CONSIGNE A: Dans l'extrait sur la conscience, traduisez en anglais la phrase « Peut-on donc attribuer une conscience aux animaux? ».

EXTRAIT CHOISI:
****
Un troisième conférencier vedette, Christof Koch,
collaborateur du Nobel Francis Crick, a enrichi la réflexion
sur ce problème de la perception en avançant l'idée
que l'oscillation électrique de 40 hertz des neurones d'un
cerveau conscient permet à ces neurones de se mettre à
l'unisson et de produire une image cohérente.
Un saut qualitatif
L'exemple amené
par le Dr Jasper, sur la mère endormie, peut également
s'observer chez les animaux. Votre chat ou votre chien qui dort
près du téléviseur allumé peut se
réveiller au simple murmure de son nom. Peut-on donc attribuer
une conscience aux animaux? Pour plusieurs scientifiques, cela
ne fait aucun doute et la conscience va même jusqu'à
la conscience de soi chez les grands singes. Mes interlocuteurs
font par contre une nouvelle fois preuve de prudence.
«Il est facile de dire où une fonction s'arrête,
mais il est plus difficile de dire où elle commence, souligne
Laurent Descarries. C'est comme pour la communication ou même
la locomotion. Si la conscience est l'émergence de plusieurs
processus également présents chez les animaux, il
y a tout de même un saut qualitatif entre l'animal et l'homme,
et le langage, qui caractérise l'humain, y est pour beaucoup.»
****
CONSIGNE B: Dans les enregistrements ci-dessous, recopiez à l'identique tout le passage qui va de la ligne contenant « Record the location of each instance of the tree » jusqu'à la fin des enregistrements, ces deux bornes comprises.

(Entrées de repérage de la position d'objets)
****
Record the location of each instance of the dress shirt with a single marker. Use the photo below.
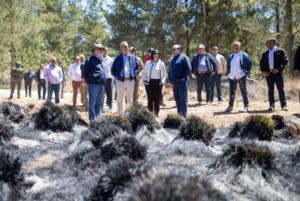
(236, 71)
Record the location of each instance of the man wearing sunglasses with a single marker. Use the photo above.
(125, 69)
(180, 68)
(94, 73)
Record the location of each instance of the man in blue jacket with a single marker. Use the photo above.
(203, 67)
(180, 68)
(93, 72)
(238, 67)
(272, 64)
(125, 69)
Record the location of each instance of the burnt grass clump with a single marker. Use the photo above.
(195, 128)
(106, 127)
(173, 121)
(11, 177)
(119, 172)
(55, 118)
(176, 187)
(248, 153)
(124, 145)
(6, 131)
(285, 128)
(13, 112)
(254, 127)
(139, 117)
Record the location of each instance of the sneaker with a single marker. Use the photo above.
(271, 109)
(284, 108)
(229, 109)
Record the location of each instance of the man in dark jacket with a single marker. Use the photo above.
(125, 69)
(203, 67)
(16, 76)
(297, 61)
(41, 82)
(180, 68)
(93, 72)
(238, 67)
(28, 78)
(272, 64)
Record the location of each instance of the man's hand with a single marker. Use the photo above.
(275, 71)
(295, 73)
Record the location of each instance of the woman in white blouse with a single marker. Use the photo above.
(154, 77)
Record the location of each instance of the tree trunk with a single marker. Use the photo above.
(11, 34)
(289, 30)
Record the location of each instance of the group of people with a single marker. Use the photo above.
(96, 76)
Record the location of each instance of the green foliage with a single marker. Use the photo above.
(173, 121)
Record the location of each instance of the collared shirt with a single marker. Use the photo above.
(201, 63)
(107, 63)
(75, 72)
(236, 71)
(221, 63)
(42, 74)
(126, 66)
(54, 74)
(271, 57)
****
RÉPONSE FINALE A: Can consciousness therefore be attributed to animals?

RÉPONSE FINALE B:
Record the location of each instance of the tree trunk with a single marker. Use the photo above.
(11, 34)
(289, 30)
Record the location of each instance of the group of people with a single marker. Use the photo above.
(96, 76)
Record the location of each instance of the green foliage with a single marker. Use the photo above.
(173, 121)
Record the location of each instance of the collared shirt with a single marker. Use the photo above.
(201, 63)
(107, 63)
(75, 72)
(236, 71)
(221, 63)
(42, 74)
(126, 66)
(54, 74)
(271, 57)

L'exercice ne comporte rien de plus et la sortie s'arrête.